— Problems to work on —
1 – Answer these questions about the rCM explainer below, marking your answers (a), (b) and (c).
(a) In the opening analogy, how long does the Teacher Model take to finish one masterpiece?
(b) How many parameters did the massive models have that the sCM method was scaled up to?
(c) What did the authors add to fix the loss of fine detail?
2 – List every heading in the rCM explainer below that stands on its own line and begins with the word "The".

— Selected excerpt —

+ + + + +

Large Scale Diffusion Distillation via Score-Regularized Continuous-Time Consistency

The Big Picture: Speeding Up the Artist

Imagine a world-class artist (the Teacher Model) who can paint a masterpiece, but it takes them 50 hours to finish one. They are slow, but the result is perfect.

We want a student artist (the Student Model) who can paint just as well, but in 1 or 2 hours. This process of teaching the student to mimic the teacher is called Distillation.

For a long time, scientists had two main ways to teach this student:

The "Copycat" Method (Consistency Models): Tell the student, "Don't worry about the middle steps; just look at the final painting and guess the start." This is fast, but the student often gets the details wrong (blurry text, weird shapes).
The "Critic" Method (Score Distillation/GANs): Tell the student, "Paint something, and I'll critique it against the teacher's work." This makes the details sharp, but the student gets too scared to be creative, so they all start painting the exact same thing (boring, repetitive results).

This paper introduces a new method called rCM. It combines the best of both worlds: the speed of the Copycat and the sharpness of the Critic, without the downsides.

The Problem: The "Blurry Detail" Trap

The researchers first tried to scale up the "Copycat" method (called sCM) to massive models (14 billion parameters!) that can generate videos and complex images.

The Issue:
Imagine asking a student to draw a tiny, intricate watch face with the time "11:44 AM" on it.

The sCM student could draw the watch quickly, but the numbers were blurry, and the hands were crooked.
Why? The student was trying to learn a complex mathematical path in one giant leap. As the "leap" got bigger (to handle huge models), tiny math errors piled up, like a snowball rolling down a hill, eventually ruining the fine details.

The Solution: The "Safety Net" (rCM)

To fix this, the authors added a Score-Regularizer. Think of this as a Safety Net or a Spotter in gymnastics.

The Main Act (sCM): The student tries to jump from the start to the finish in one go (fast, but risky).
The Safety Net (Score Distillation): While the student is jumping, a "Critic" gently checks their form. If the student starts to drift off course (losing detail), the Critic gives a tiny nudge to correct them.

The Magic:

The Jump ensures the student stays diverse and creative (doesn't get stuck painting the same thing).
The Safety Net ensures the details (like text or object shapes) remain sharp and accurate.

+ + + + +

— Provided data —
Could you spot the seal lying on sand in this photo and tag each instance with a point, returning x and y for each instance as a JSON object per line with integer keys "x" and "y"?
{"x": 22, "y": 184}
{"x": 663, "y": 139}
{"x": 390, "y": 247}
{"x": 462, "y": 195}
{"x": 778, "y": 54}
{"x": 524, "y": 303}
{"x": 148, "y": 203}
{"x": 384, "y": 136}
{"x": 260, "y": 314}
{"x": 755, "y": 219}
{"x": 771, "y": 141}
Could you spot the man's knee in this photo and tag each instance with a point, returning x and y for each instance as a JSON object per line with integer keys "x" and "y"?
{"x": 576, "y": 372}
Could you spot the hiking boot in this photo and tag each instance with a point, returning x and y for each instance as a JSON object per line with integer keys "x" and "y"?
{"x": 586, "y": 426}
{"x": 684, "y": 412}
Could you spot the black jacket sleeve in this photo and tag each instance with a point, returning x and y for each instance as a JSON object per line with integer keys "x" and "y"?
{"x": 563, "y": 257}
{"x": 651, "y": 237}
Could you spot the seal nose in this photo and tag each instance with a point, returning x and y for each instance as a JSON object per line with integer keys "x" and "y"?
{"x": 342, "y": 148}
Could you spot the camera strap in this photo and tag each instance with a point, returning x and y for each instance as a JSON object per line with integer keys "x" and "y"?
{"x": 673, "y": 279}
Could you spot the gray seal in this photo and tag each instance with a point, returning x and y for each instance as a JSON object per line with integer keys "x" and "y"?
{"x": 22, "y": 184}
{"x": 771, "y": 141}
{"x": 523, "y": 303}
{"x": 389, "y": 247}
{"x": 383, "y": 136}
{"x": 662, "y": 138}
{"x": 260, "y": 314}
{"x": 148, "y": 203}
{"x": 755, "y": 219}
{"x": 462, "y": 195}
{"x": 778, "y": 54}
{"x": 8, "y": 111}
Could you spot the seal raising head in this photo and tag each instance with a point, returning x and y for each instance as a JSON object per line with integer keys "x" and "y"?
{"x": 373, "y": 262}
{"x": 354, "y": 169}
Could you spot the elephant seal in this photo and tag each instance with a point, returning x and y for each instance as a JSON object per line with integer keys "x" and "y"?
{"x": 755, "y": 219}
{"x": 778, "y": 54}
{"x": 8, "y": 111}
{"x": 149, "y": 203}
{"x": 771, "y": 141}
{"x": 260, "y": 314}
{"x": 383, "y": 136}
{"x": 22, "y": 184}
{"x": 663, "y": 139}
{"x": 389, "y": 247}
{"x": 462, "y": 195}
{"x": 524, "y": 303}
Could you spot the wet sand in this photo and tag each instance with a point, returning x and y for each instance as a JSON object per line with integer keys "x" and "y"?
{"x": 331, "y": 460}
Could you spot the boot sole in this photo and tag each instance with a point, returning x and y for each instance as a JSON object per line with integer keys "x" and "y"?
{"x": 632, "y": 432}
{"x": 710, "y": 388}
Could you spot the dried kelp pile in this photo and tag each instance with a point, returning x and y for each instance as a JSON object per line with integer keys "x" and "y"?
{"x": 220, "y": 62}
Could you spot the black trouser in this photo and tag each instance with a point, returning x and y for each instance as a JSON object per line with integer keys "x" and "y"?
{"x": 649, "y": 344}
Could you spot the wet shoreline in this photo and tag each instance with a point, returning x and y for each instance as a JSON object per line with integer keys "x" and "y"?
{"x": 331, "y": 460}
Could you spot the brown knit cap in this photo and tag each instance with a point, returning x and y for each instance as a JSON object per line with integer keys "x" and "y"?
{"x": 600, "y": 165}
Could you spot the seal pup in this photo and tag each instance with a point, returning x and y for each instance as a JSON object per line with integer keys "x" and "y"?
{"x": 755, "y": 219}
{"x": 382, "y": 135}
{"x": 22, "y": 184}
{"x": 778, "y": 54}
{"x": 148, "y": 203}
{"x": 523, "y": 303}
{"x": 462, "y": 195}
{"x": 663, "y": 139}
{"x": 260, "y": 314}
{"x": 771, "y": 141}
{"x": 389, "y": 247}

+ + + + +

— Exercise answers —
1 –
(a) 50 hours.
(b) 14 billion parameters.
(c) A Score-Regularizer.

2 –
The Big Picture: Speeding Up the Artist
The Problem: The "Blurry Detail" Trap
The Issue:
The Solution: The "Safety Net" (rCM)
The Magic: